Trasforma in una tabella Markdown con le colonne "Posizione" e "Testo" le righe dei record che vanno da quella contenente "Class name: pink blossom" fino alla fine dei record, entrambi gli estremi inclusi, tralasciando le righe vuote.

Voci di annotazione dei riquadri di delimitazione
-*-
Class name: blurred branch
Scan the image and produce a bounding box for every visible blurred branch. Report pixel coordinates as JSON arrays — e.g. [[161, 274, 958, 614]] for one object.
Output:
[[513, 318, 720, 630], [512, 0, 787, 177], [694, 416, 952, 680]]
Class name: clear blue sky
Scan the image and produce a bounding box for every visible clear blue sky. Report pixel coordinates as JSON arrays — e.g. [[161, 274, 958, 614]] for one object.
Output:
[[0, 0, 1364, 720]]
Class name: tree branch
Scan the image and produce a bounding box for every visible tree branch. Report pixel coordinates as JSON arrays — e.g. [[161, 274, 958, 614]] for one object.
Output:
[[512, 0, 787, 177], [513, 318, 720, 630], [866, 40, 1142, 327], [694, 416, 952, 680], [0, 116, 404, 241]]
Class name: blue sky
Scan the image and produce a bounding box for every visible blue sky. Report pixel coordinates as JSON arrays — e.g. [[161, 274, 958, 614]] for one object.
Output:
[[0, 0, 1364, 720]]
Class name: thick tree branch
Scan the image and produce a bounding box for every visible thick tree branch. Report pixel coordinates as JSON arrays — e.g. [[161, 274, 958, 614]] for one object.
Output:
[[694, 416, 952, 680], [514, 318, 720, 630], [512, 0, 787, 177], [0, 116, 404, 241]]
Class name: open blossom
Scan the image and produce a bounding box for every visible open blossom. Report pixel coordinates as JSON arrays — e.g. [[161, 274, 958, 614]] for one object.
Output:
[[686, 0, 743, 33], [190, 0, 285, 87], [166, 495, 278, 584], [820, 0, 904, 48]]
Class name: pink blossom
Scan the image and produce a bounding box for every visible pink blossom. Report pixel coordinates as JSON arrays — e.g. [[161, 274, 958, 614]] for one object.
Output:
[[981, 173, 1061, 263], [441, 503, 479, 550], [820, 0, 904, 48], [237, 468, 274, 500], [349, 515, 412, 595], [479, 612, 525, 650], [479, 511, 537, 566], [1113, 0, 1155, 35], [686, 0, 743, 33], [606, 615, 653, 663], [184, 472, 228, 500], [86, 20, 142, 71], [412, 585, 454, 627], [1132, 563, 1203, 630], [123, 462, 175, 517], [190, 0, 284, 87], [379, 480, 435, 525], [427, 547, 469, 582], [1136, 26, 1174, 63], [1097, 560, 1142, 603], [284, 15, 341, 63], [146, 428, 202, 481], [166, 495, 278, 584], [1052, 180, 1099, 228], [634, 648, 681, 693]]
-*-
● **ESERCIZIO COMPLETATO**:
| Posizione | Testo |
|---|---|
| 1 | Class name: pink blossom |
| 2 | Scan the image and produce a bounding box for every visible pink blossom. Report pixel coordinates as JSON arrays — e.g. [[161, 274, 958, 614]] for one object. |
| 3 | Output: |
| 4 | [[981, 173, 1061, 263], [441, 503, 479, 550], [820, 0, 904, 48], [237, 468, 274, 500], [349, 515, 412, 595], [479, 612, 525, 650], [479, 511, 537, 566], [1113, 0, 1155, 35], [686, 0, 743, 33], [606, 615, 653, 663], [184, 472, 228, 500], [86, 20, 142, 71], [412, 585, 454, 627], [1132, 563, 1203, 630], [123, 462, 175, 517], [190, 0, 284, 87], [379, 480, 435, 525], [427, 547, 469, 582], [1136, 26, 1174, 63], [1097, 560, 1142, 603], [284, 15, 341, 63], [146, 428, 202, 481], [166, 495, 278, 584], [1052, 180, 1099, 228], [634, 648, 681, 693]] |